> _TRECHO DO DOCUMENTO_
____

Todos os países citados possuem modelos diferentes e algumas
especificidades. Porém, 90 a 95% (ou mais) dos serviços são gratuitos,
com exceções em geral a tratamentos com dentistas, ou oftalmologistas.
Os remédios são subsidiados, em pelo menos 50 ou 60%. No entanto, se a
pessoa ou família não pode pagar, o Estado paga, até mesmo óculos, se
for o caso. Não à toa, todos esses países apresentam índices muito
elevados de satisfação da população com os serviços de saúde que
recebem.
Enquanto isso, o Brasil aplaude e se orgulha de Edson de Godoy Bueno, o
“bilionário da saúde”, como apelidou a Revista Exame ao colocá-lo na
capa de uma de suas edições. Na respectiva matéria, a Exame mostrou o
perfil de Bueno e os “segredos do seu sucesso”. Não vou me estender
sobre isso; destaco apenas uma de suas “corajosas” medidas para reduzir
custos, uma vez que não parecia satisfeito com os mais de R$ 6 bilhões
na sua conta (conforme estimativas conservadoras). Trata-se da, cito,
“limpeza da base de clientes não rentáveis”, quando Bueno excluiu 200
mil “clientes” da carteira de sua Amil. Mais repugnante que isso
(perdoem-me o termo), apenas a afirmação orgulhosa de Bueno de que “era
gente para encher dois Maracanãs”.
Ora, pergunto: desde quando isso é normal? Desde quando tirar das
pessoas (certamente os idosos e aqueles com doenças mais graves) os seus
planos de saúde passou a ser um exemplo de boa gestão? E mais, o que
justifica tal medida, uma vez que o simples fato de o sujeito ser
bilionário já prova que todos os seus negócios estão com ótima saúde
financeira? O que pode dizer um bilionário da saúde aos seus médicos
conveniados que fazem greve por não receberem reajustes a que têm
direito? E a principal pergunta: cadê você, Agência Nacional de Saúde?

____

> _AMOSTRAS DE DADOS_
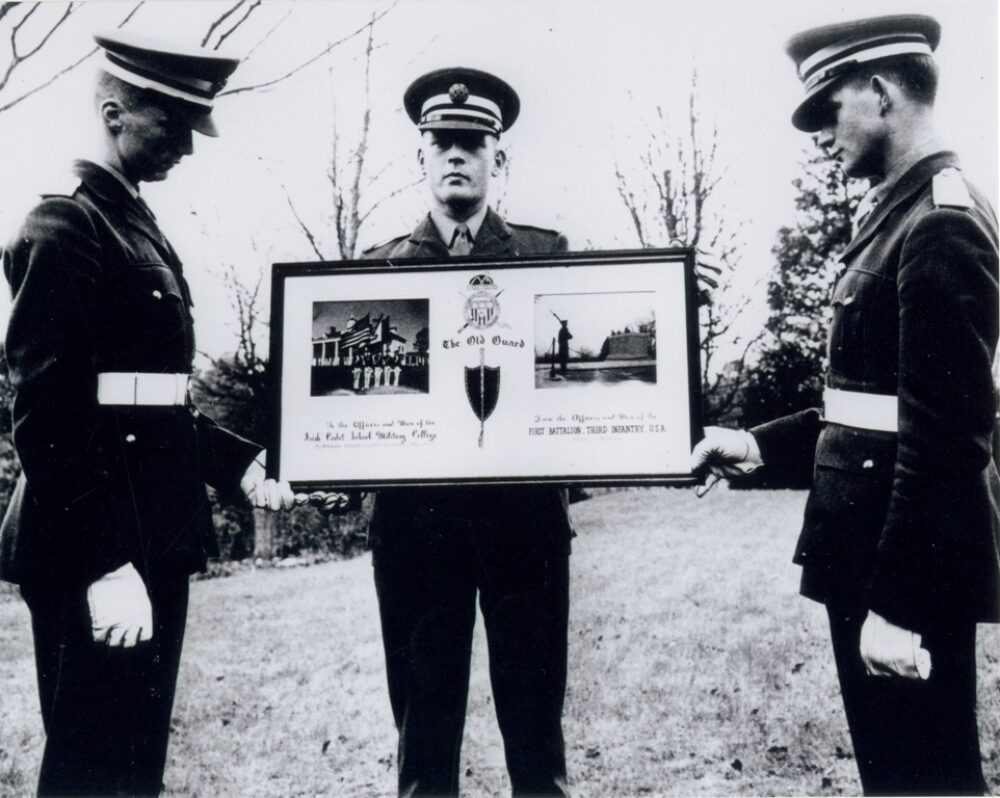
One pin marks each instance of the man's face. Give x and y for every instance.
(151, 141)
(853, 130)
(458, 165)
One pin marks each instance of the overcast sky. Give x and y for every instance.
(590, 73)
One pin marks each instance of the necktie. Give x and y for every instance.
(461, 241)
(868, 204)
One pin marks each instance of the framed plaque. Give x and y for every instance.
(572, 368)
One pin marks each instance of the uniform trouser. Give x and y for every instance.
(427, 582)
(106, 712)
(911, 737)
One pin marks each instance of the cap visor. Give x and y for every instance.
(807, 117)
(456, 125)
(204, 124)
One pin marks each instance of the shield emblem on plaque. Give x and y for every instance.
(482, 386)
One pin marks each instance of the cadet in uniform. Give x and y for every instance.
(434, 549)
(899, 538)
(110, 514)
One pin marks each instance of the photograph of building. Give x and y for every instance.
(382, 351)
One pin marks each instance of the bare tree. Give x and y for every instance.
(669, 207)
(349, 175)
(30, 28)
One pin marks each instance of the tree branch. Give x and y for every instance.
(325, 51)
(65, 70)
(236, 25)
(308, 233)
(219, 20)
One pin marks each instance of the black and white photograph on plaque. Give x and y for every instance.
(587, 339)
(376, 347)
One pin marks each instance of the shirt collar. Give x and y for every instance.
(446, 225)
(928, 146)
(130, 187)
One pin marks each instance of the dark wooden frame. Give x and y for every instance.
(283, 272)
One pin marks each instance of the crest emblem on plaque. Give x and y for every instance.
(482, 386)
(482, 308)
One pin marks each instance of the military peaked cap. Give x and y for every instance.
(824, 55)
(461, 99)
(191, 76)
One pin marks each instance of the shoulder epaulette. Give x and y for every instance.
(388, 242)
(63, 185)
(949, 190)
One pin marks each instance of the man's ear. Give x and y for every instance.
(111, 111)
(499, 159)
(884, 89)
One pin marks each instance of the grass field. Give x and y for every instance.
(695, 669)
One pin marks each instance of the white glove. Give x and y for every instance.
(724, 453)
(327, 502)
(708, 270)
(890, 650)
(120, 612)
(264, 493)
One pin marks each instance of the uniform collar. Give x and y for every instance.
(129, 186)
(492, 238)
(928, 146)
(915, 178)
(446, 225)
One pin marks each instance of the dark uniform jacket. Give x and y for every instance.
(908, 521)
(545, 507)
(97, 288)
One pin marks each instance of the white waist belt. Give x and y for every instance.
(865, 410)
(141, 388)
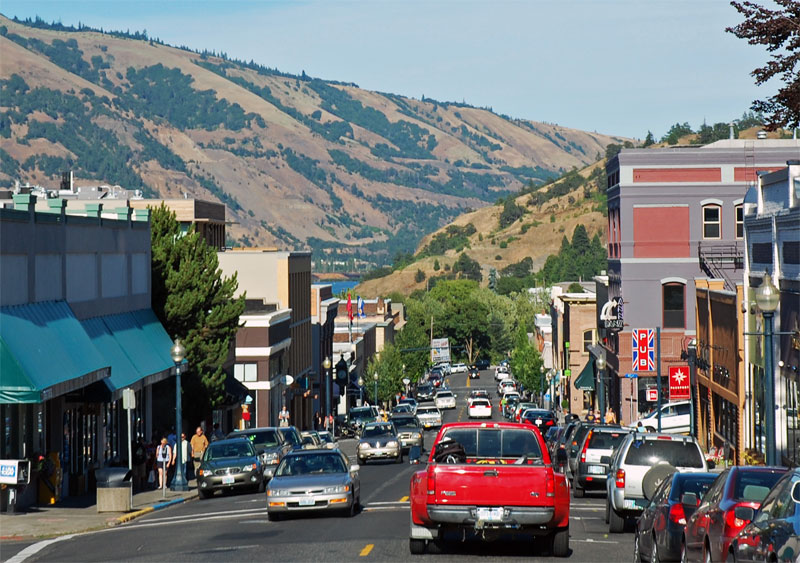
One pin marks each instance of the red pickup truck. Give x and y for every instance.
(487, 479)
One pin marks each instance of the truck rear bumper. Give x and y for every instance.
(512, 515)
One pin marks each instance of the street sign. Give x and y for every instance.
(679, 383)
(644, 349)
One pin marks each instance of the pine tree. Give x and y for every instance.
(195, 303)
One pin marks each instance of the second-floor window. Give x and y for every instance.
(739, 217)
(711, 221)
(674, 295)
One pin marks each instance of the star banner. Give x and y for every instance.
(679, 383)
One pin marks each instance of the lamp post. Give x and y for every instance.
(541, 386)
(178, 353)
(692, 357)
(326, 365)
(767, 298)
(600, 363)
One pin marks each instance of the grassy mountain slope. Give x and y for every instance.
(299, 162)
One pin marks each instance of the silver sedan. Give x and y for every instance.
(314, 480)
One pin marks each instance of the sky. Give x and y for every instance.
(619, 67)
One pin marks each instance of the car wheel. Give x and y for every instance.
(654, 558)
(559, 545)
(616, 523)
(416, 547)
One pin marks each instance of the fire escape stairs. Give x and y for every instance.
(721, 261)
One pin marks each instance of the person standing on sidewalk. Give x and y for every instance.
(163, 461)
(199, 444)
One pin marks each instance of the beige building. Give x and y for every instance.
(279, 280)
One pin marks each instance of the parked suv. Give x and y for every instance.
(675, 418)
(637, 453)
(591, 473)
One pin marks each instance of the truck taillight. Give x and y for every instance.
(586, 446)
(431, 482)
(677, 515)
(620, 480)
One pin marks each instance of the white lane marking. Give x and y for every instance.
(35, 548)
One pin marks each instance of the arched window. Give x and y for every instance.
(712, 226)
(674, 303)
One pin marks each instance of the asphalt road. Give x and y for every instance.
(235, 527)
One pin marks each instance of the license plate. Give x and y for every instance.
(490, 514)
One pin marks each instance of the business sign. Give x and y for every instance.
(612, 316)
(440, 350)
(644, 349)
(679, 383)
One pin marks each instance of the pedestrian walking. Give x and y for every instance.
(283, 417)
(199, 444)
(163, 461)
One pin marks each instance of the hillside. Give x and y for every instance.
(299, 162)
(548, 213)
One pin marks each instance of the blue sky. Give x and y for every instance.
(620, 67)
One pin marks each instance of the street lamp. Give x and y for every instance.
(178, 353)
(541, 385)
(767, 297)
(600, 364)
(326, 365)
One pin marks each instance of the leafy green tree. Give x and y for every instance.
(525, 360)
(195, 303)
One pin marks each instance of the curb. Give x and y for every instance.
(133, 515)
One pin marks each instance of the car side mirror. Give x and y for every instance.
(745, 513)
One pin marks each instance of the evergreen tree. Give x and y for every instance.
(195, 303)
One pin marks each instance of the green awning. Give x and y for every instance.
(585, 381)
(136, 346)
(45, 353)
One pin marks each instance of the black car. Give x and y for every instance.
(775, 527)
(660, 527)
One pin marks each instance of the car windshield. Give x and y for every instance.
(262, 438)
(239, 448)
(378, 430)
(675, 452)
(310, 464)
(485, 443)
(291, 436)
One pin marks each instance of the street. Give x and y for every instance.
(235, 527)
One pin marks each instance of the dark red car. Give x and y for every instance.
(710, 529)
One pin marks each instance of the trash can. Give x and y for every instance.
(114, 489)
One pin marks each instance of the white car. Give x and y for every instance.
(445, 400)
(675, 418)
(480, 408)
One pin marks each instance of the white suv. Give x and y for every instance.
(637, 453)
(675, 418)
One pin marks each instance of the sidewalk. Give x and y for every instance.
(79, 514)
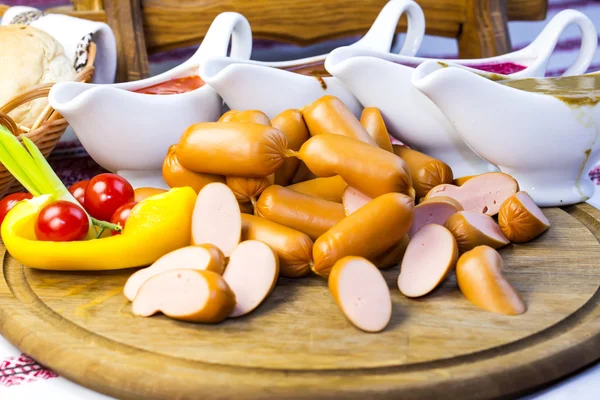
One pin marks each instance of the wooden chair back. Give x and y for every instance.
(144, 27)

____

> _INSTRUÇÕES DE TRABALHO_
1/ Responda às perguntas a seguir com base no texto sobre saúde.
(a) Que porcentagem dos serviços é gratuita nos países citados?
(b) Qual revista apelidou Edson de Godoy Bueno de "bilionário da saúde"?
(c) Quantos clientes Bueno excluiu da carteira da Amil?
2/ Prolongue o texto sobre saúde, escrevendo a continuação a partir do ponto em que ele termina.
A listagem tem origem em outra fonte, sem relação com o texto.

> _RESPOSTAS POR TAREFA_
1/
(a) De 90 a 95% (ou mais).
(b) A Revista Exame.
(c) 200 mil.

2/
Estamos nos aproximando perigosamente (se já não estamos lá) da triste
realidade do sistema de saúde norte-americano. Porém, lá eles andaram
aprovando uma reforma que busca humanizar o seu sistema de saúde,
garantindo acesso a uma parcela de quase 50 milhões de pessoas que não
tinham nenhum tipo de cobertura. Aqui, enquanto o jovem Sistema Único de
Saúde tenta, aos trancos e barrancos, melhorar sua qualidade e
eficiência, vemos os convênios privados gerirem seus “negócios” em uma
lógica puramente comercial e, não se pode negar, gananciosa.
Para não parecer exagerado, darei um relato pessoal. No início do ano,
cheguei a um hospital privado, junto a uma ambulância do SAMU (que me
buscou em menos de 10 minutos), precisando de atendimento emergencial.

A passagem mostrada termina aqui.